**INPUT**
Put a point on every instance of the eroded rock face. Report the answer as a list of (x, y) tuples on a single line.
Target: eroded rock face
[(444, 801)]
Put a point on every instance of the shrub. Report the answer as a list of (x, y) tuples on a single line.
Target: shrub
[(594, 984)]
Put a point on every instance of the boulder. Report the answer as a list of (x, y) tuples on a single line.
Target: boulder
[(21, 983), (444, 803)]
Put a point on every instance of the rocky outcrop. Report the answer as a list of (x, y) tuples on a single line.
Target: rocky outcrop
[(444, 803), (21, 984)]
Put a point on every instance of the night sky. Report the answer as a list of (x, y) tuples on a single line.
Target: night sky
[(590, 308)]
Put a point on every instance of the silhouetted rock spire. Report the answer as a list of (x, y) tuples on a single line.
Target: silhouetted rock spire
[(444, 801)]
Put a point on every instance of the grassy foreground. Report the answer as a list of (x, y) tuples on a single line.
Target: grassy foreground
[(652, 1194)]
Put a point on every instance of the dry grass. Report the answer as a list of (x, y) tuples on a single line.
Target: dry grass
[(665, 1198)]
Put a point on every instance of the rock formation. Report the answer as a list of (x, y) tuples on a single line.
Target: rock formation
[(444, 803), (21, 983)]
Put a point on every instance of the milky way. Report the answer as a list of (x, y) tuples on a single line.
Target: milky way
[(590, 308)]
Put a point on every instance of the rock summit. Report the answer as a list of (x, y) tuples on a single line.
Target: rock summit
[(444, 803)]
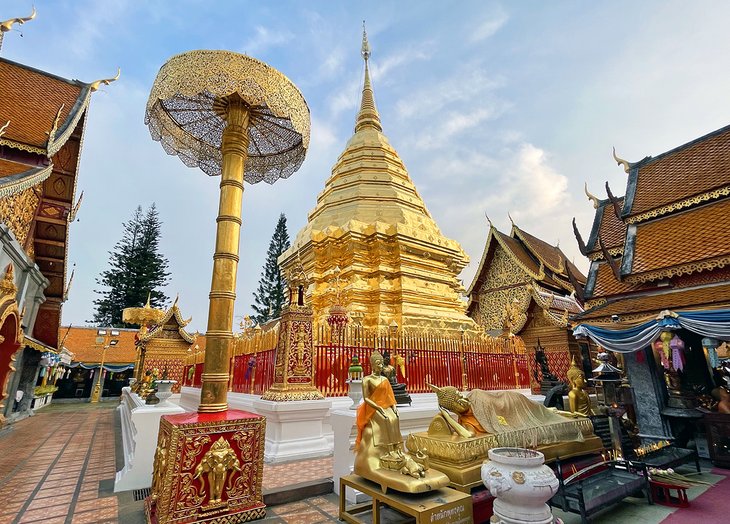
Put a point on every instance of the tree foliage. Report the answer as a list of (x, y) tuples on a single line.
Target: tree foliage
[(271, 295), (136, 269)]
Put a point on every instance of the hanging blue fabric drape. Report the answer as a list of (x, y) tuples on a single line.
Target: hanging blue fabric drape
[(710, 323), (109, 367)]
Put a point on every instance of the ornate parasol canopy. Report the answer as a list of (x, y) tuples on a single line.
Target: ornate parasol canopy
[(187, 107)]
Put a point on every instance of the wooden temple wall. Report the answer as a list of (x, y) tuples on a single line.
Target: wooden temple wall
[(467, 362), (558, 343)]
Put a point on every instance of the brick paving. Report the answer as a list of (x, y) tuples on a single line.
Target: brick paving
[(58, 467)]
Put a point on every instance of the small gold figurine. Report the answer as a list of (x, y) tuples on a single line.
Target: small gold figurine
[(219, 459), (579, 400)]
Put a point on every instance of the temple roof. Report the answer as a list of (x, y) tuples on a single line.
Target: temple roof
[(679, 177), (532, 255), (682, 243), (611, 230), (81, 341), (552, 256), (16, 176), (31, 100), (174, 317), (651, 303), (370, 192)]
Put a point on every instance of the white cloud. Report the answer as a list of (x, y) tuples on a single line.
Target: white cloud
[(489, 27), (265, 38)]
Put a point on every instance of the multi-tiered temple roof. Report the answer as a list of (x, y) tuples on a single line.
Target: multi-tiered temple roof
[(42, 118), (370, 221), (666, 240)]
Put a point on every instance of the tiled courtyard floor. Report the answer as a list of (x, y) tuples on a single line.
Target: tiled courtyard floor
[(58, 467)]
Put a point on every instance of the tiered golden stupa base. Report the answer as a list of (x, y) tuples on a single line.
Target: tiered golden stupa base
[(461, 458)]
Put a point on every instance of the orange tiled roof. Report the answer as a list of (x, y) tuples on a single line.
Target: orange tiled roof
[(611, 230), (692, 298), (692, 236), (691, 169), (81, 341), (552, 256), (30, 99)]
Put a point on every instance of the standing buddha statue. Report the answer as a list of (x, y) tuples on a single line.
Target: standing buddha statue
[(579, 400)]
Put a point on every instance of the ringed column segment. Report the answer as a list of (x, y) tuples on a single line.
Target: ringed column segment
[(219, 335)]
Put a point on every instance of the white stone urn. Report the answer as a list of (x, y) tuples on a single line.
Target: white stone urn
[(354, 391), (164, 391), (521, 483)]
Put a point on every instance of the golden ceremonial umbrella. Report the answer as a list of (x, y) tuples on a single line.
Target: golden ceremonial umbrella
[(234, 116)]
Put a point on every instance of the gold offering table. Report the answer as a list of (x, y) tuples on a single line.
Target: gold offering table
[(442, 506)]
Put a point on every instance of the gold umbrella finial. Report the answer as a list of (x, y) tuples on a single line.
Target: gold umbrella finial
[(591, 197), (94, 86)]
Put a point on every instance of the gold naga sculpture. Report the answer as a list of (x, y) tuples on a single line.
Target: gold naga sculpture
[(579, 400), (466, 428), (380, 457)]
...
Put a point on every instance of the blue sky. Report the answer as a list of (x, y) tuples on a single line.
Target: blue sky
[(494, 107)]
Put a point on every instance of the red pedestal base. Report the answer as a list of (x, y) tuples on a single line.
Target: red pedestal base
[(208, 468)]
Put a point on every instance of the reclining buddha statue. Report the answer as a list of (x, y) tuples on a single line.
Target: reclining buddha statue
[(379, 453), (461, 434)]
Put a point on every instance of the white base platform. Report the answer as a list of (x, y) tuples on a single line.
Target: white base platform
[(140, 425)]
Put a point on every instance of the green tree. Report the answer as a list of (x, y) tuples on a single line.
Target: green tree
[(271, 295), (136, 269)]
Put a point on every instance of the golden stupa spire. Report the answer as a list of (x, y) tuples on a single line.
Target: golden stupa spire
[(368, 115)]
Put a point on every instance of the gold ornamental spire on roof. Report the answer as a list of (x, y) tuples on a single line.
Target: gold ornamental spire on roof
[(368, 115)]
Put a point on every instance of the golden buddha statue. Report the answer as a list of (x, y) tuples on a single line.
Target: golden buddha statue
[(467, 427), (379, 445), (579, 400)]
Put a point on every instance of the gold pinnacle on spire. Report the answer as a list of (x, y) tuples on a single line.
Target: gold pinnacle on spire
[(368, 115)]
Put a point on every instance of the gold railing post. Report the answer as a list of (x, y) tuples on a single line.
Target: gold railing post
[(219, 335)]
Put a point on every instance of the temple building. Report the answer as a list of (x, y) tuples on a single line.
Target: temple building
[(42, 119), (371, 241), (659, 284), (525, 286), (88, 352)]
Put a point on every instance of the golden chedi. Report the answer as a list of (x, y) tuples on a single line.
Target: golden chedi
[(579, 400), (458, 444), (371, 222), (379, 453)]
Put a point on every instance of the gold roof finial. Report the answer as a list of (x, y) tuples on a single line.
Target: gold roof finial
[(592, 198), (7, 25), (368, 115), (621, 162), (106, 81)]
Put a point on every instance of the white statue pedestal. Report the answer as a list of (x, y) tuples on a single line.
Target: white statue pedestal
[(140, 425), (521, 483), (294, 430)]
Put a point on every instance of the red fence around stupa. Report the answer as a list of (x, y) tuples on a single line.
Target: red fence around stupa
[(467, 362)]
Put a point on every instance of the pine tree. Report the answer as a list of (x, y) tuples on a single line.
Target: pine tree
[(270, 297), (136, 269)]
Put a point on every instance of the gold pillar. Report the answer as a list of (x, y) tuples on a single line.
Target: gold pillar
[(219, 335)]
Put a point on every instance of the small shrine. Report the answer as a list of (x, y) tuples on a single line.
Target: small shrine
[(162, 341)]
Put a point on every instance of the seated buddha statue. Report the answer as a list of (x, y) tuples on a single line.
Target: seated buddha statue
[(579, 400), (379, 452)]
---
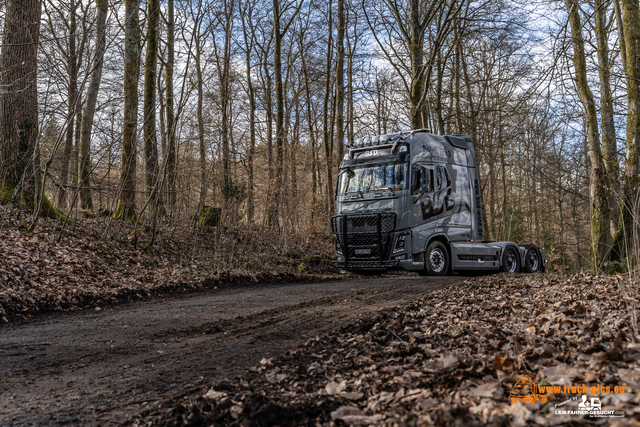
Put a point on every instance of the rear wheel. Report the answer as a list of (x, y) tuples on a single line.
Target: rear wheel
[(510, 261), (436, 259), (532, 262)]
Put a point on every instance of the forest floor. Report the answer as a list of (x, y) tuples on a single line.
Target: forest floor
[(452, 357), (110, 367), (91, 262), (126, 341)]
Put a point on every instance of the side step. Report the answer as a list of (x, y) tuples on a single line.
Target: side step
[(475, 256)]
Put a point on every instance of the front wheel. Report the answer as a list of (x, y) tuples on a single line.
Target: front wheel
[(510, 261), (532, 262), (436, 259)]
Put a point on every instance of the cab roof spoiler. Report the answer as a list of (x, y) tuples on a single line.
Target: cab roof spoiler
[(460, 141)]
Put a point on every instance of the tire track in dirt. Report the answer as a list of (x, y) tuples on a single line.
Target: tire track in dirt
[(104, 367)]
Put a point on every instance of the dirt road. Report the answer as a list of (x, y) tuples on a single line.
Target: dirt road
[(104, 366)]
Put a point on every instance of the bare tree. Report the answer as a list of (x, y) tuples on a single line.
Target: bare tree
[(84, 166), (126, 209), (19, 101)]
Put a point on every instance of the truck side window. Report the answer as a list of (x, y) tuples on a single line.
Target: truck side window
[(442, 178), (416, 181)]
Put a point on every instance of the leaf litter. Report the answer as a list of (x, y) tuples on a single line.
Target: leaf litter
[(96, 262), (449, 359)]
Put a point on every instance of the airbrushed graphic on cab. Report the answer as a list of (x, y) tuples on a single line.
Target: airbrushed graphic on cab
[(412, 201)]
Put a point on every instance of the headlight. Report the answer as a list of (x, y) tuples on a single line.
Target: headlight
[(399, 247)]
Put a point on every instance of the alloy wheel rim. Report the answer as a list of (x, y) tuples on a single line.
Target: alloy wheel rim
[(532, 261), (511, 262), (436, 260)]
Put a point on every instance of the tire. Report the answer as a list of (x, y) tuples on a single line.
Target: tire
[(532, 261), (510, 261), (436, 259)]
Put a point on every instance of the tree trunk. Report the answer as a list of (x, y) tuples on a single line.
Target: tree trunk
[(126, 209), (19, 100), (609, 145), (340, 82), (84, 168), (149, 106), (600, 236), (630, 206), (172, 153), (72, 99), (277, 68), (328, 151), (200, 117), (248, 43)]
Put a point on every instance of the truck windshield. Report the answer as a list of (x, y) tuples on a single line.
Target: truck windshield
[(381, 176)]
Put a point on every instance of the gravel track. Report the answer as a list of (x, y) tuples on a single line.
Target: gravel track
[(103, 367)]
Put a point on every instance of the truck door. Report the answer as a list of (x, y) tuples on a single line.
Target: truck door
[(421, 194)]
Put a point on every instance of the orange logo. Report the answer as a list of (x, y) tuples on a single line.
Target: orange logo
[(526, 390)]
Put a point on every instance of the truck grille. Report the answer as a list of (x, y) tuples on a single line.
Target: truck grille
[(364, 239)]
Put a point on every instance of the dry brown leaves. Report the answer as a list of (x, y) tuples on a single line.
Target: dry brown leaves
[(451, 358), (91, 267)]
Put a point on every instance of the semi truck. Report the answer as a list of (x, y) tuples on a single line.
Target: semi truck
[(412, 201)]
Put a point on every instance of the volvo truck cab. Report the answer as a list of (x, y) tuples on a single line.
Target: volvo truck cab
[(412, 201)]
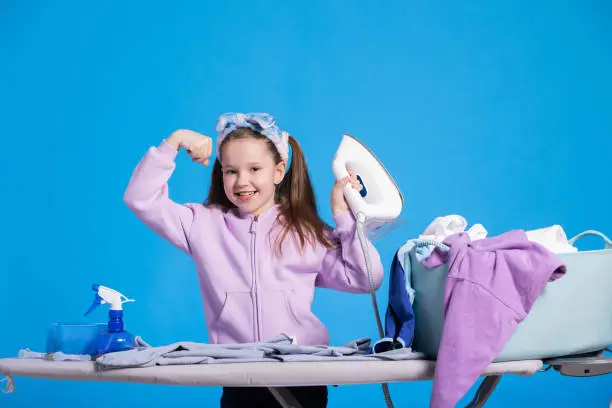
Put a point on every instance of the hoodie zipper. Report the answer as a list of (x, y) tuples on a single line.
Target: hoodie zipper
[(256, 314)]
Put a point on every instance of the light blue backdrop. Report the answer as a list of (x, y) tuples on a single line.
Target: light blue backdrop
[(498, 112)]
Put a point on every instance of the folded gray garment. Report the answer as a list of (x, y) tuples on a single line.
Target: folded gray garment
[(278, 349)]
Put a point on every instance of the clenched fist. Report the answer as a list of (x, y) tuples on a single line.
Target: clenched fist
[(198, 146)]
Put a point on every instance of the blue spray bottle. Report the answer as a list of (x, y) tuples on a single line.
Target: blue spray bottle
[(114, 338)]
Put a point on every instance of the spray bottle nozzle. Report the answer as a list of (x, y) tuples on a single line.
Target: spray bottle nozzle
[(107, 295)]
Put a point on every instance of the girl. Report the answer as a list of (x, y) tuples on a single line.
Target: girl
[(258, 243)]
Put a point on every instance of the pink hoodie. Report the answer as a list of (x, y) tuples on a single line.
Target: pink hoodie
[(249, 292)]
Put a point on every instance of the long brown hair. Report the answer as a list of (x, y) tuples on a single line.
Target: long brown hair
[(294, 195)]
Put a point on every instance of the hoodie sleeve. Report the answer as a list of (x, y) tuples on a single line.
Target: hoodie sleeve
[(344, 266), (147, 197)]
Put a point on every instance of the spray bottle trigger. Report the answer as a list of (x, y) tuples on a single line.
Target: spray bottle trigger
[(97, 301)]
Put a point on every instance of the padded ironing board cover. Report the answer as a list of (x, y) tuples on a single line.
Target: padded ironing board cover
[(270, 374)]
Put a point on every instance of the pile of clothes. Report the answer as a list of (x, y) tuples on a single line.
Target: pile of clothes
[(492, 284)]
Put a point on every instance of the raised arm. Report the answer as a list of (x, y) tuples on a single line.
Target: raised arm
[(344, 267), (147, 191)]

**SHORT EXERCISE**
Please switch "white stone urn" to "marble urn" in the entries between the lines holding "Put a point on every instance of the white cloud." and "[(591, 197), (94, 86)]", inclusive, leaving everything else unchanged, and give back only those lines.

**RESPONSE TO THIS EXERCISE**
Put a point on every instance of the white cloud. Report the answer as a list of (x, y) tuples on a single line.
Target: white cloud
[(489, 27), (265, 38)]
Put a point on every instance of the multi-tiered temple roof. Report the answer as a list of (x, y) tuples on a single line.
Target: multi-tiered temple roof
[(42, 118), (370, 221), (666, 240)]
Put a point on every instance of the tiled courtyard floor. Report the answer as a list of (x, y) tuples on a single line.
Target: tiled courtyard floor
[(58, 467)]
Put a point on every instance of the tiered golden stupa base. Report the answer as a list of (x, y) tuples on a single line.
Target: tiered golden stupa base
[(461, 458)]
Put a point on every instance of the orange tiled roof. Report the answer as a list of (x, y) tuples on a single line.
Target: orange tiled roof
[(611, 230), (692, 298), (692, 236), (691, 169), (81, 341), (552, 256), (30, 99)]
Put a point on every instance of the standing buddha statue. Report the answer as a list of (x, y) tuples on a single line.
Target: standing buddha statue
[(579, 400)]
Put a point on every instance of the ringed column segment. Report the answer as a list of (x, y) tuples on a single line.
Target: ringed column segment
[(219, 335)]
Put a point on every instance of the marble urn. Report the answer as a list of (x, y) tuples on a single line.
Target: marble urn
[(354, 391), (164, 391), (521, 483)]
Put a point on every instance of the golden ceremonial umbrella. Report the answer as a list of (x, y) tuples on a single line.
Target: golden ceremonial umbrella
[(234, 116)]
Put a point on every instance of the gold offering table. Report the answer as a list of (x, y) tuples on a single line.
Target: gold offering table
[(442, 506)]
Put a point on every instance of the gold umbrella finial. Report the answer as a list of (x, y) tuples on a single line.
Target: gold umbrella finial
[(591, 197), (94, 86)]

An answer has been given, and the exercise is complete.